WHAT YOU SHOULD DO →
Your output must consist solely of the lines from the one containing "One point per instance, each like (228, 148)." through the end of the records, reproduced exactly.

* * * * * * *

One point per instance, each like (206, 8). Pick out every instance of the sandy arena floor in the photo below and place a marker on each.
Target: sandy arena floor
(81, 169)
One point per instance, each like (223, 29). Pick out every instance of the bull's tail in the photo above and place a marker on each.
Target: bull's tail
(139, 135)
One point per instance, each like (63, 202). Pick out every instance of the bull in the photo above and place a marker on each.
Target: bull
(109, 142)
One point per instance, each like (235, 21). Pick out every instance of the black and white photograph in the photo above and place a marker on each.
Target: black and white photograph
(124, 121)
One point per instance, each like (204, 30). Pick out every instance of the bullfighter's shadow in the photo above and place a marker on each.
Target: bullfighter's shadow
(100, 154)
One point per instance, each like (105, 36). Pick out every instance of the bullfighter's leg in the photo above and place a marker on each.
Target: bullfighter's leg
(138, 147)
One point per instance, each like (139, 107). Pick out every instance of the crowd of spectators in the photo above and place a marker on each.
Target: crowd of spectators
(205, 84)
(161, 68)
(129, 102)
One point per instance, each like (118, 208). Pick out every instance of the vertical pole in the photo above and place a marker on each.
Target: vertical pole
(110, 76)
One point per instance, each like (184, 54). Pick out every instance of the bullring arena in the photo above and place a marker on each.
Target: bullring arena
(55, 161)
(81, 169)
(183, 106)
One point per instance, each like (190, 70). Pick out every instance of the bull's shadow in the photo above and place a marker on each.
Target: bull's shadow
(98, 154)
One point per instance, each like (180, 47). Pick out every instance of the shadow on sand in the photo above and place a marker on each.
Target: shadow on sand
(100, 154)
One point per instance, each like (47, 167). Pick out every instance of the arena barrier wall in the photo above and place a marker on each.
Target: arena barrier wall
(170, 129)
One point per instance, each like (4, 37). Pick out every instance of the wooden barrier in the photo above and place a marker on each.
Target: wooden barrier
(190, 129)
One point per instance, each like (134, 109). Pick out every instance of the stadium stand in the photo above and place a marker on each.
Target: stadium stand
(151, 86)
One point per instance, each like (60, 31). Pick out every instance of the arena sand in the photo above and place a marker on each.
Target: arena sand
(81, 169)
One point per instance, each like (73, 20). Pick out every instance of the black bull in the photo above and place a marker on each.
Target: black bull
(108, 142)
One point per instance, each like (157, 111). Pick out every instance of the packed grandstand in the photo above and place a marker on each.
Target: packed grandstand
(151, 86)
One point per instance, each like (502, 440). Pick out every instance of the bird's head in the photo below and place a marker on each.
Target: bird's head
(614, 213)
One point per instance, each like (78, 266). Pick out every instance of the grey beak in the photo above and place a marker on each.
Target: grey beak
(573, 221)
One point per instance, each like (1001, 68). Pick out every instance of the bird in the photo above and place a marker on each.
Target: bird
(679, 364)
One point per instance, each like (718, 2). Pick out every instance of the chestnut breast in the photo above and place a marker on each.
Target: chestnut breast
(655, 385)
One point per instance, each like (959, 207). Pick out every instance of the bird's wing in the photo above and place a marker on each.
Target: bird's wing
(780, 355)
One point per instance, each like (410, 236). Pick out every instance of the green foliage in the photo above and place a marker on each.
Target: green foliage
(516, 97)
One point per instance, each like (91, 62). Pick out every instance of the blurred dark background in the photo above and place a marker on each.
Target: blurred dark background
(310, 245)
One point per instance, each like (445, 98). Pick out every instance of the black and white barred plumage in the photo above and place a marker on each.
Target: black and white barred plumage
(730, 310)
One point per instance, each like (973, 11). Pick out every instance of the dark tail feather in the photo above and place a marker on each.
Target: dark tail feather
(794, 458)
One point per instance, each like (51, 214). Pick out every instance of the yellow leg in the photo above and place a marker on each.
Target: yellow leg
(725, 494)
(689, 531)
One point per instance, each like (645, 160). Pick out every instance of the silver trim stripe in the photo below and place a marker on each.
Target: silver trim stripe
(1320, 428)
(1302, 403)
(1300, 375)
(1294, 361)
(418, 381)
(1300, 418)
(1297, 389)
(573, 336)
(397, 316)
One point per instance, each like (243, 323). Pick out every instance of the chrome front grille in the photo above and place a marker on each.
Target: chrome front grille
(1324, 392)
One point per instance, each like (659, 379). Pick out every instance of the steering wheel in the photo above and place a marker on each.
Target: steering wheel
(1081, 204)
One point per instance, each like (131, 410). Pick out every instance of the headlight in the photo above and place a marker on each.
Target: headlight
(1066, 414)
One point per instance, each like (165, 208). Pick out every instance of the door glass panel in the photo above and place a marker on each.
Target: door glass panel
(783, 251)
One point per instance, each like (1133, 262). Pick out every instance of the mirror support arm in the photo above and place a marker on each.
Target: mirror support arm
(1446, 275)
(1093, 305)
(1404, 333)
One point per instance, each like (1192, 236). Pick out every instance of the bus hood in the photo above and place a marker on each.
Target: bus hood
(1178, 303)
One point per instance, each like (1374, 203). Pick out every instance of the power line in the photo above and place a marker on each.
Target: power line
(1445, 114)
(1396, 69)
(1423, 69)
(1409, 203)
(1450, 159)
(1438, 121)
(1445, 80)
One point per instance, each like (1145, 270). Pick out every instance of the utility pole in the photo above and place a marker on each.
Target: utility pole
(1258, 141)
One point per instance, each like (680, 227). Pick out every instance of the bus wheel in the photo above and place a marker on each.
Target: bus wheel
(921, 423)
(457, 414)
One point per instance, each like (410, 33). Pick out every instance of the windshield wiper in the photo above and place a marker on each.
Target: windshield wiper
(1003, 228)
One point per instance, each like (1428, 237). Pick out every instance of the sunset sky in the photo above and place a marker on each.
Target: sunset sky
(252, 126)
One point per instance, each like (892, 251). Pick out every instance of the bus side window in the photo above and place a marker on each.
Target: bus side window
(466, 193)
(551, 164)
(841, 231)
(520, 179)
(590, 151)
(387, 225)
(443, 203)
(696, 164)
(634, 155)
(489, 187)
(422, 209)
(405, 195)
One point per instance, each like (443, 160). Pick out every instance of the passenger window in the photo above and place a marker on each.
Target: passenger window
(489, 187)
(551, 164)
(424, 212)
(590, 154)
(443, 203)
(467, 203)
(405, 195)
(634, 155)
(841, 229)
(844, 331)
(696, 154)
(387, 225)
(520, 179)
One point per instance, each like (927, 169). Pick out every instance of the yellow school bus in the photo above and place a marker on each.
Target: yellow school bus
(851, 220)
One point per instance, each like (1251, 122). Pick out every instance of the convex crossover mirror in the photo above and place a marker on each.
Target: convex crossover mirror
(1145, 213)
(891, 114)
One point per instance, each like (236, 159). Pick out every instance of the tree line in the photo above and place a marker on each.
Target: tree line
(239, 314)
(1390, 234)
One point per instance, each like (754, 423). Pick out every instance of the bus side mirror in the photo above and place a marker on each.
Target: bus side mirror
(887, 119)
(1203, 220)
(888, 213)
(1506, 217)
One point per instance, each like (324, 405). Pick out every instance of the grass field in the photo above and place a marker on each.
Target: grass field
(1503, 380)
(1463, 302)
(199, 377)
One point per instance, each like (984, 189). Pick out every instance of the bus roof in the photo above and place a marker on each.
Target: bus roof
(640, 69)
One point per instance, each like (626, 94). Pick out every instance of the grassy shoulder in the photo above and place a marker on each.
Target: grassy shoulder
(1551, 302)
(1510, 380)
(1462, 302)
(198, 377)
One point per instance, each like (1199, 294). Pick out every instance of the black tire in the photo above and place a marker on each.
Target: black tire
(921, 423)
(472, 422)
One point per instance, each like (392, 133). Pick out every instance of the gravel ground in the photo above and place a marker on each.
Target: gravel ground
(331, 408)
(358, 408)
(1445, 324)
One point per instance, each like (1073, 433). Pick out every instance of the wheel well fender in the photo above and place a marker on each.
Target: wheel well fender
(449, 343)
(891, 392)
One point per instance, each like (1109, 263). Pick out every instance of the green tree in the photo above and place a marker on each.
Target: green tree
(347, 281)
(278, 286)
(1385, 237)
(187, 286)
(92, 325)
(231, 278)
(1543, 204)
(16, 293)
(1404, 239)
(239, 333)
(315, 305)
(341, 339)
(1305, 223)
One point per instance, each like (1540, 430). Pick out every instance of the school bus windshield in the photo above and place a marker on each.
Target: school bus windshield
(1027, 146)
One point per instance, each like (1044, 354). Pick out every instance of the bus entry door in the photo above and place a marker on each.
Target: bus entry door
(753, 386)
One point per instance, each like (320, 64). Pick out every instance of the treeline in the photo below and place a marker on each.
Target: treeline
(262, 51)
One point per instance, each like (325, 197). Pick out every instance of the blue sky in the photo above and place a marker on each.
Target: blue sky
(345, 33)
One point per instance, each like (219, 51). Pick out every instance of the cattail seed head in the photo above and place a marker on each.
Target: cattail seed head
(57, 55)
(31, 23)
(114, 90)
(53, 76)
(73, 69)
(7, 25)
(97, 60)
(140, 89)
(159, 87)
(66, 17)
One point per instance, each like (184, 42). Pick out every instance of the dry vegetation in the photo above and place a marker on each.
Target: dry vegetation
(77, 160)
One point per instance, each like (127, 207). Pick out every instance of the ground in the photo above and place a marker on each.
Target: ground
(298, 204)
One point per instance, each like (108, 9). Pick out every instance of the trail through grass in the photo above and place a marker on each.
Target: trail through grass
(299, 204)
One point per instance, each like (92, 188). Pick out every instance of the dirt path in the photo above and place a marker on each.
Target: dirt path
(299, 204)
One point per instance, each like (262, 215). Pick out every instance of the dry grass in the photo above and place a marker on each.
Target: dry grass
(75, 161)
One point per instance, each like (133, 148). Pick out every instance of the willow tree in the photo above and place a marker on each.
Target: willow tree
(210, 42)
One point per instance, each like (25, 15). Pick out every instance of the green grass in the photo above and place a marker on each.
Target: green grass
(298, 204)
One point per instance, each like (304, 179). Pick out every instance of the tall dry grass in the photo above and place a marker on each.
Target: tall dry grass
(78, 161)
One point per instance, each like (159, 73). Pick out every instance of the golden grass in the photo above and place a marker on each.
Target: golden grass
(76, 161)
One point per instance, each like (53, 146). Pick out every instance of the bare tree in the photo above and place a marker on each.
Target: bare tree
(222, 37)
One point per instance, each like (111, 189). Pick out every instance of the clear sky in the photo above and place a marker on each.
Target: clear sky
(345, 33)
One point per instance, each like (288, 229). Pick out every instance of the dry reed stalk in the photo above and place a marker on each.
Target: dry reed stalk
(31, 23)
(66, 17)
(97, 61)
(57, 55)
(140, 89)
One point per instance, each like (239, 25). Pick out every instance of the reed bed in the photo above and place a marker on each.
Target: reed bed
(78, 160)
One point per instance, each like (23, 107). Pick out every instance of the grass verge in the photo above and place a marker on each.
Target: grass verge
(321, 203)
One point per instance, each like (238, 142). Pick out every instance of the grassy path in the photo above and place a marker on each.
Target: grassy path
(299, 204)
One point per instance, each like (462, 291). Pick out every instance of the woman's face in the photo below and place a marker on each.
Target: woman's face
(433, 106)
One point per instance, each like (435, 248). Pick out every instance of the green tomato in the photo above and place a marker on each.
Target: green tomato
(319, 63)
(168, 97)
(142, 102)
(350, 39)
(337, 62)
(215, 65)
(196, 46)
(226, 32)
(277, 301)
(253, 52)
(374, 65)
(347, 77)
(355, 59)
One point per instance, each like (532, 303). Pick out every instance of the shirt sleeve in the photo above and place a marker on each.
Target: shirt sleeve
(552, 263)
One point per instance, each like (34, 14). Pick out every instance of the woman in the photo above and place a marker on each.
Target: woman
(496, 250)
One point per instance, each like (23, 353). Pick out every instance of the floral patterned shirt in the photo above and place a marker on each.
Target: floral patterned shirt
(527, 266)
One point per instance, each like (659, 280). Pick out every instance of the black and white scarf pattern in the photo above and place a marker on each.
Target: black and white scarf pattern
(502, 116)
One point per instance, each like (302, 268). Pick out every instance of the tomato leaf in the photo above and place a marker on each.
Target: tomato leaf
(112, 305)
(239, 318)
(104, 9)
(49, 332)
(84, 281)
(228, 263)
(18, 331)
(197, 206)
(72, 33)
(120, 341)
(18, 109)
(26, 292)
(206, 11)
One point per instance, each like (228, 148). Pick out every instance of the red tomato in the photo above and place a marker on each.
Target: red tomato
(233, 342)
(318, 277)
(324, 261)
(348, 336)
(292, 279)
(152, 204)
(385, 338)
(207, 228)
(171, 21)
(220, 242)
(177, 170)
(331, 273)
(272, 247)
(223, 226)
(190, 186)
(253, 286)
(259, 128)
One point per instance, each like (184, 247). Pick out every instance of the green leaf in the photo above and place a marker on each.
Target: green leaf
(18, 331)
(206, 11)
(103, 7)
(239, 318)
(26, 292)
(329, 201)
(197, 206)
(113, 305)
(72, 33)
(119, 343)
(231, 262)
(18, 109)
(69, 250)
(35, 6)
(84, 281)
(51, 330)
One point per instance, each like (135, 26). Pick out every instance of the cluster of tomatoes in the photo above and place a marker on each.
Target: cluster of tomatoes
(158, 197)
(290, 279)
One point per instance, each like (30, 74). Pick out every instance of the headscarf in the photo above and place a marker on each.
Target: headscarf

* * * * * * *

TASK OUTPUT →
One point per instance, each like (228, 148). Pick out every instance of the red tomato in the photo above and place a marker on each.
Target: red tomato
(233, 342)
(318, 277)
(324, 261)
(348, 336)
(292, 279)
(152, 204)
(385, 338)
(207, 228)
(171, 21)
(220, 242)
(177, 170)
(331, 273)
(272, 247)
(223, 226)
(190, 186)
(253, 286)
(259, 128)
One point per instance, each like (184, 247). Pick out every instance of the green leaf in the photo above and place a marker on each.
Target: green leaf
(18, 331)
(206, 11)
(103, 7)
(239, 318)
(26, 292)
(329, 201)
(197, 206)
(113, 305)
(72, 33)
(119, 343)
(231, 262)
(18, 109)
(69, 250)
(35, 6)
(84, 281)
(51, 330)
One point per instance, each like (135, 26). Pick out every instance of the cluster of tomatoes in the photo above and place a marker on each.
Target: cluster of tomatoes
(158, 197)
(290, 279)
One point per instance, each like (30, 74). Pick out every instance of the headscarf in the photo above and place a marker on each.
Target: headscarf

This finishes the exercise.